Extract from the listing each line in which the word "ceiling" appears.
....
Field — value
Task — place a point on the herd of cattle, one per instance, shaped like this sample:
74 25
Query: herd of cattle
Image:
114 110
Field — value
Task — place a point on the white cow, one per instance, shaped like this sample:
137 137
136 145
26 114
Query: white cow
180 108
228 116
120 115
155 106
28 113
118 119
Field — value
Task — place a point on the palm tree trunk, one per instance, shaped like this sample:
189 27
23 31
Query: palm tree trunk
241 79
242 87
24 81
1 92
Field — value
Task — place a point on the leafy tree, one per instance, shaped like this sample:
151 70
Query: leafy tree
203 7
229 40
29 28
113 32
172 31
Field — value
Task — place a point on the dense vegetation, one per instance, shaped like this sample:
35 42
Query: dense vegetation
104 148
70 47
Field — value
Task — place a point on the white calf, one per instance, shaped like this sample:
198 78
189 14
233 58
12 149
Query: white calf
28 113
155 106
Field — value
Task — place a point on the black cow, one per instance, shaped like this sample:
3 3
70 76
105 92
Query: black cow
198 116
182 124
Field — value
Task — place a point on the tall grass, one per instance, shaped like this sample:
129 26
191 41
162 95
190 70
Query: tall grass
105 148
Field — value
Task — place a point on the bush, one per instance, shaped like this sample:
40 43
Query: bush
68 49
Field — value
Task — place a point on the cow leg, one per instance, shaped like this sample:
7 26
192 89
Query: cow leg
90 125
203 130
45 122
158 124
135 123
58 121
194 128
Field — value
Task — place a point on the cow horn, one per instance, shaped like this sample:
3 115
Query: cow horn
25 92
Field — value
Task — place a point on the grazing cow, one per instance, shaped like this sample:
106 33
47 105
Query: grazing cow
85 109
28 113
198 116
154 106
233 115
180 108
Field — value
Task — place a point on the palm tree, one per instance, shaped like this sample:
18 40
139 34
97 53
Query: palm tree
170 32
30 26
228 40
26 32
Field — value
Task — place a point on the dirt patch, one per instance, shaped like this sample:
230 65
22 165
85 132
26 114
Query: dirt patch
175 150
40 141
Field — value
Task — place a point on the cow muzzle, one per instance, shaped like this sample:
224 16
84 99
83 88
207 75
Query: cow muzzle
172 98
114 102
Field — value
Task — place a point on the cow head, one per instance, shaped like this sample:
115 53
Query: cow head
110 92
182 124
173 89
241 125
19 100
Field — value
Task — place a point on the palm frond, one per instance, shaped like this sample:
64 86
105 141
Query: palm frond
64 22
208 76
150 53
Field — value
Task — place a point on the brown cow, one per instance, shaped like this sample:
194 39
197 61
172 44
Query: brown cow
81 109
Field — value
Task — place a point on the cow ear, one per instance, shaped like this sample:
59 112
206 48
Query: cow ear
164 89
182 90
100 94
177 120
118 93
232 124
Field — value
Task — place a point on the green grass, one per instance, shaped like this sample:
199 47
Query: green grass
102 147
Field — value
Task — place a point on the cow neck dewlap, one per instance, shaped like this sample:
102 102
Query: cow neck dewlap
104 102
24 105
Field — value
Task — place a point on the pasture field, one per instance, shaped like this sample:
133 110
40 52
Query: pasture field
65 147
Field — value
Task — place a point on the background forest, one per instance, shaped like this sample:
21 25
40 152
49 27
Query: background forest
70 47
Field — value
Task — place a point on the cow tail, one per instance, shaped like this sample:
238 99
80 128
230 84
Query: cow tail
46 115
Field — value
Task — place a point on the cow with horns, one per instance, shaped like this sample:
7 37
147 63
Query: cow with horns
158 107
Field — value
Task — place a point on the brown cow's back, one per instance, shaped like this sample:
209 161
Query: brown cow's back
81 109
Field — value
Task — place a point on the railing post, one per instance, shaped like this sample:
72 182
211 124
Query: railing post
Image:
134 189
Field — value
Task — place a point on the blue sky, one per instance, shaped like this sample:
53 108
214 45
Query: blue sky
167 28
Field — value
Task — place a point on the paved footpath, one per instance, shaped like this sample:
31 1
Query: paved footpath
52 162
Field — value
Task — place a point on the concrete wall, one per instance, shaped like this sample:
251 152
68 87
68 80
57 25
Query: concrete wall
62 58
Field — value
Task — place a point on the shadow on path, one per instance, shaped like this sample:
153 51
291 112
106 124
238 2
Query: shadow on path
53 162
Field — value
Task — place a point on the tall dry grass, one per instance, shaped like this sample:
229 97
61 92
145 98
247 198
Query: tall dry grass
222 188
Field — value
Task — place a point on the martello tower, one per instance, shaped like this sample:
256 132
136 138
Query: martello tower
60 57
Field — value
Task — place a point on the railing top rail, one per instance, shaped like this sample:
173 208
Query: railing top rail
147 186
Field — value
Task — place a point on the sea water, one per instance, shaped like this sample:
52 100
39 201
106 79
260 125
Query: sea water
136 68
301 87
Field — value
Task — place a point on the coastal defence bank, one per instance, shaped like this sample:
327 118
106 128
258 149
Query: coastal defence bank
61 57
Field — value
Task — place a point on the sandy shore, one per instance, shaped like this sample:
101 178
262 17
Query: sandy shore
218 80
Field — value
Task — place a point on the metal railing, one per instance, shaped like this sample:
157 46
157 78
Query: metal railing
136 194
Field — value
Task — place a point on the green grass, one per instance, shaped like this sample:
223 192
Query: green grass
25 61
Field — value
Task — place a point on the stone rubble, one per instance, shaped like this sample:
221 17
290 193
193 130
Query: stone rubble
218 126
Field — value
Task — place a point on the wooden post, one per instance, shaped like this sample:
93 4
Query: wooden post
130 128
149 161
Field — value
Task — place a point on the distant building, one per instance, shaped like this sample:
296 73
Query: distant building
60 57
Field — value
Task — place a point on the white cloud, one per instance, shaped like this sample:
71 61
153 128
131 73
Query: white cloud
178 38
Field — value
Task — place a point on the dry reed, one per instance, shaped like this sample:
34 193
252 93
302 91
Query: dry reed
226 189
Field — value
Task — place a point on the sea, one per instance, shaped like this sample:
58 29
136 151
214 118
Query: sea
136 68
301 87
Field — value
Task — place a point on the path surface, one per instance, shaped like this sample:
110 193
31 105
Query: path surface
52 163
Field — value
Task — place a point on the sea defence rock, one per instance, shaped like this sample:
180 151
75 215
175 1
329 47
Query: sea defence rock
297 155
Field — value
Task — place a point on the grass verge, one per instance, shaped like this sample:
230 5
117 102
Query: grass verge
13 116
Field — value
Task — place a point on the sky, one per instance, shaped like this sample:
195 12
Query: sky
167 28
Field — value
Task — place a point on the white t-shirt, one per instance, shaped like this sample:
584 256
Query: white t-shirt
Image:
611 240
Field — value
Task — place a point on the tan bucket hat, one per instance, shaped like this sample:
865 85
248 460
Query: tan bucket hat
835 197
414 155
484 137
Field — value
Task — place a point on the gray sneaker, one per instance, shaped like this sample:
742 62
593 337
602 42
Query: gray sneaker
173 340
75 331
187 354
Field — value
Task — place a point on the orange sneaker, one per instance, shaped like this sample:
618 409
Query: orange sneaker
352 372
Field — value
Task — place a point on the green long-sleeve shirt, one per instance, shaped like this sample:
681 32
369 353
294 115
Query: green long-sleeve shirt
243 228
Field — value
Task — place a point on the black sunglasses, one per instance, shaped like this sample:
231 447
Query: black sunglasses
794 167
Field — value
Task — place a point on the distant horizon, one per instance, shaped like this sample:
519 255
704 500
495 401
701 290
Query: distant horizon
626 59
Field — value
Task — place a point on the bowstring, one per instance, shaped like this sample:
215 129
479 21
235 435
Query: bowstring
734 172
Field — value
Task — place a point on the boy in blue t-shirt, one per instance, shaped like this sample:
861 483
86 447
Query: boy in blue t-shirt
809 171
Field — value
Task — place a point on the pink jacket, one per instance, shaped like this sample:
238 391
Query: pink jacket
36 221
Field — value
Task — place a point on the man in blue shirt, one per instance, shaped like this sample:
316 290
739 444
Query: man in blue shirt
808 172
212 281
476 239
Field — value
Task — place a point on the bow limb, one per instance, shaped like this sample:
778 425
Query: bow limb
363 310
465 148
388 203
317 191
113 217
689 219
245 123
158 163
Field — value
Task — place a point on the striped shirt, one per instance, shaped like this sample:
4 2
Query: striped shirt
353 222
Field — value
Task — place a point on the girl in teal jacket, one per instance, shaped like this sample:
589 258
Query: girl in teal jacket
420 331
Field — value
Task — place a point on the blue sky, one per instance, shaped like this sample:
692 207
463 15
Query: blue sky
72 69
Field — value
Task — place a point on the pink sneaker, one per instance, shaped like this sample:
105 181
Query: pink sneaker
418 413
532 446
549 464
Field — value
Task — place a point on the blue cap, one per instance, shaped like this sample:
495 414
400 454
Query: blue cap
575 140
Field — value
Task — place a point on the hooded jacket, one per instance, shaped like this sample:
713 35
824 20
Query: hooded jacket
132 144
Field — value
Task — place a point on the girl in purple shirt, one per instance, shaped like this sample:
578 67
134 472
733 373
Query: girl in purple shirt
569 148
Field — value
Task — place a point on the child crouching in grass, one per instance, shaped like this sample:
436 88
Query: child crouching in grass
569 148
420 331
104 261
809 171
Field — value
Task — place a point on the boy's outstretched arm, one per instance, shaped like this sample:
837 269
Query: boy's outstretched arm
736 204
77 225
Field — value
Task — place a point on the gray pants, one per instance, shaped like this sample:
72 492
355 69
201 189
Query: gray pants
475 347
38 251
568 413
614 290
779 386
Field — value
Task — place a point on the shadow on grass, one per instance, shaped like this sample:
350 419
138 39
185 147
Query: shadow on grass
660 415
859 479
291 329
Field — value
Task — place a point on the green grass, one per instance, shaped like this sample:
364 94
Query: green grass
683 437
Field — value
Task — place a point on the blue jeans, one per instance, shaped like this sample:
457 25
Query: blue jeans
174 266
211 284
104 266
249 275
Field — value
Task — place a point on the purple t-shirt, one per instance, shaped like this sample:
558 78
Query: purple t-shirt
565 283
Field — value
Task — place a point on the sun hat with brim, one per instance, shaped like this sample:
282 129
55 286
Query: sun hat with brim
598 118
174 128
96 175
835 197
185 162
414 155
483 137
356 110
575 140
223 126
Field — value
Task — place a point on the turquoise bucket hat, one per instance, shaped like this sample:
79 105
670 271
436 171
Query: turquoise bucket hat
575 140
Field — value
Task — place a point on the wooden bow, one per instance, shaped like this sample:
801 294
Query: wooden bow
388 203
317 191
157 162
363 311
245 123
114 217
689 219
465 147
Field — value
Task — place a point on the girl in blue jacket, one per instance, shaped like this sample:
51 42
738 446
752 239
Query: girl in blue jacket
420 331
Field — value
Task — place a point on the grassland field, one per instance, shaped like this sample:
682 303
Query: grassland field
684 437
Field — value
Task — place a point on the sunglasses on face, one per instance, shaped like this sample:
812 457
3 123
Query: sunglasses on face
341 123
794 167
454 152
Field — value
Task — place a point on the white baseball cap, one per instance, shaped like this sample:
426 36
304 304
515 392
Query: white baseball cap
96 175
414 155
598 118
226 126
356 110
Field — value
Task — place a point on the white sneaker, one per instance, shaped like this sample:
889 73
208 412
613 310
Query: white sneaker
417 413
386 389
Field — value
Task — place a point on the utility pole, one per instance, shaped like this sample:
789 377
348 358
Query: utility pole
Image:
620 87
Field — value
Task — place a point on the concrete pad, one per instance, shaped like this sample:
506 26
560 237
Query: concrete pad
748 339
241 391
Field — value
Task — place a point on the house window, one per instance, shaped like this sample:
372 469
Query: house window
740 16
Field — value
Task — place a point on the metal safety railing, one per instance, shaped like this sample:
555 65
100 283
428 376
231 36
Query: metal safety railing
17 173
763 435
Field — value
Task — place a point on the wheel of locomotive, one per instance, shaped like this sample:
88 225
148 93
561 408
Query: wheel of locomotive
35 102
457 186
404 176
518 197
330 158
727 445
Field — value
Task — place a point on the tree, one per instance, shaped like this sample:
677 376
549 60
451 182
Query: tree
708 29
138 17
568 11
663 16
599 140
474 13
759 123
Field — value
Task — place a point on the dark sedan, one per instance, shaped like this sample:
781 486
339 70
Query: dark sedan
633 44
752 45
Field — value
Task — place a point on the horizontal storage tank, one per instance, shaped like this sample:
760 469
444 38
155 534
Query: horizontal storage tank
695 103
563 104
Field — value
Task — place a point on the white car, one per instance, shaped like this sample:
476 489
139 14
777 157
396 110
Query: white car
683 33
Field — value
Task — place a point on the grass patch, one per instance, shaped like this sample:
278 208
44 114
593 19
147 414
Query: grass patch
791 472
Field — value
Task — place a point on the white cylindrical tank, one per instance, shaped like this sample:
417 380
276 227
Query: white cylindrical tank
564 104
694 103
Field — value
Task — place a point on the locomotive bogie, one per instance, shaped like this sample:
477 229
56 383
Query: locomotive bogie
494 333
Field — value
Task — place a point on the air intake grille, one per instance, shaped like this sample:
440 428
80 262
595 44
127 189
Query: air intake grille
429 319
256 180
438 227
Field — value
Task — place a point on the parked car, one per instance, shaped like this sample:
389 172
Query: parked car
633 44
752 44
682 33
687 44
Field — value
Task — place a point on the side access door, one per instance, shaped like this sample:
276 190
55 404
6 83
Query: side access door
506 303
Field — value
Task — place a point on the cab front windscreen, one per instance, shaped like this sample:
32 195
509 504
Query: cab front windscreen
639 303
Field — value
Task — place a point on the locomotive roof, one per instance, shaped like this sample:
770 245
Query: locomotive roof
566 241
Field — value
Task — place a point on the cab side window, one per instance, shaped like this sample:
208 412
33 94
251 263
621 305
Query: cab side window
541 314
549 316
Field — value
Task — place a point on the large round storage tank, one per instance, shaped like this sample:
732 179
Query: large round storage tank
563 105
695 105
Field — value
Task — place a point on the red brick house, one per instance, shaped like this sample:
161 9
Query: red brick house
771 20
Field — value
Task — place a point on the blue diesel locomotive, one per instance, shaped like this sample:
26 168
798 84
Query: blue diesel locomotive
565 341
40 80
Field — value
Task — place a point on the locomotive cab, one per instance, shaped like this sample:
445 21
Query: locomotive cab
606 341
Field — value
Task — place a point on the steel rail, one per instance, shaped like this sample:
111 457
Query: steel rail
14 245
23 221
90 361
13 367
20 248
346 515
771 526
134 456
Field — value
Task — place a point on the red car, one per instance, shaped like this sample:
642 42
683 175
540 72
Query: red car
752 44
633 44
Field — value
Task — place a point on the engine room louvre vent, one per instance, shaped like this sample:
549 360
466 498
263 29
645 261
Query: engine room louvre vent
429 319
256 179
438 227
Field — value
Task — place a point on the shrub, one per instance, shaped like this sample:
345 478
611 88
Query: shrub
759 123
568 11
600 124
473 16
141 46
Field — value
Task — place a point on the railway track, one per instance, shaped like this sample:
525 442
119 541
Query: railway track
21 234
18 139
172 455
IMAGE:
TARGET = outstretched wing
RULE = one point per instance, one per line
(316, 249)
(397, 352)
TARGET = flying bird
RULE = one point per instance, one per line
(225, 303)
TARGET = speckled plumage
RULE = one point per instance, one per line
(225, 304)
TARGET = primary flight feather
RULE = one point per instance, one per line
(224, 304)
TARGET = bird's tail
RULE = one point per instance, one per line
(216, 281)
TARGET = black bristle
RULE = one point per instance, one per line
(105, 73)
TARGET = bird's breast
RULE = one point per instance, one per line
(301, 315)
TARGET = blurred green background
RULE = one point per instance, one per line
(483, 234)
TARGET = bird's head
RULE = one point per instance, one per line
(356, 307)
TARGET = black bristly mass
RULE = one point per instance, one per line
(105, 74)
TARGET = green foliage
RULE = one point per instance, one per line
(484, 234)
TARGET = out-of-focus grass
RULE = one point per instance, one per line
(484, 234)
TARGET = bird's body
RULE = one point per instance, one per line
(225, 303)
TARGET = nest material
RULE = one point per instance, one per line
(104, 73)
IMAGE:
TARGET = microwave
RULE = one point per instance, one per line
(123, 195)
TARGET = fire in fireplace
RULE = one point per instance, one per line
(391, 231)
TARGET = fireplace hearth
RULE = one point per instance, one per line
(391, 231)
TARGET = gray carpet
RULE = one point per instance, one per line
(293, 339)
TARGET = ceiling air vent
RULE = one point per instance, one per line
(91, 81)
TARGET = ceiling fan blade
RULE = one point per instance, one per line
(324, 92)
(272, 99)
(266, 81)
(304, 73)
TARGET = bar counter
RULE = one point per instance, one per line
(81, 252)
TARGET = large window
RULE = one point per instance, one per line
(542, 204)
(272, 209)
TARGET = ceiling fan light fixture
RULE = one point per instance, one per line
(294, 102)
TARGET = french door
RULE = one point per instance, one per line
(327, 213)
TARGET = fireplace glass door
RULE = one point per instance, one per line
....
* Result of this task *
TARGET = ceiling air vent
TARGET = ceiling fan blade
TARGET = ceiling fan light fixture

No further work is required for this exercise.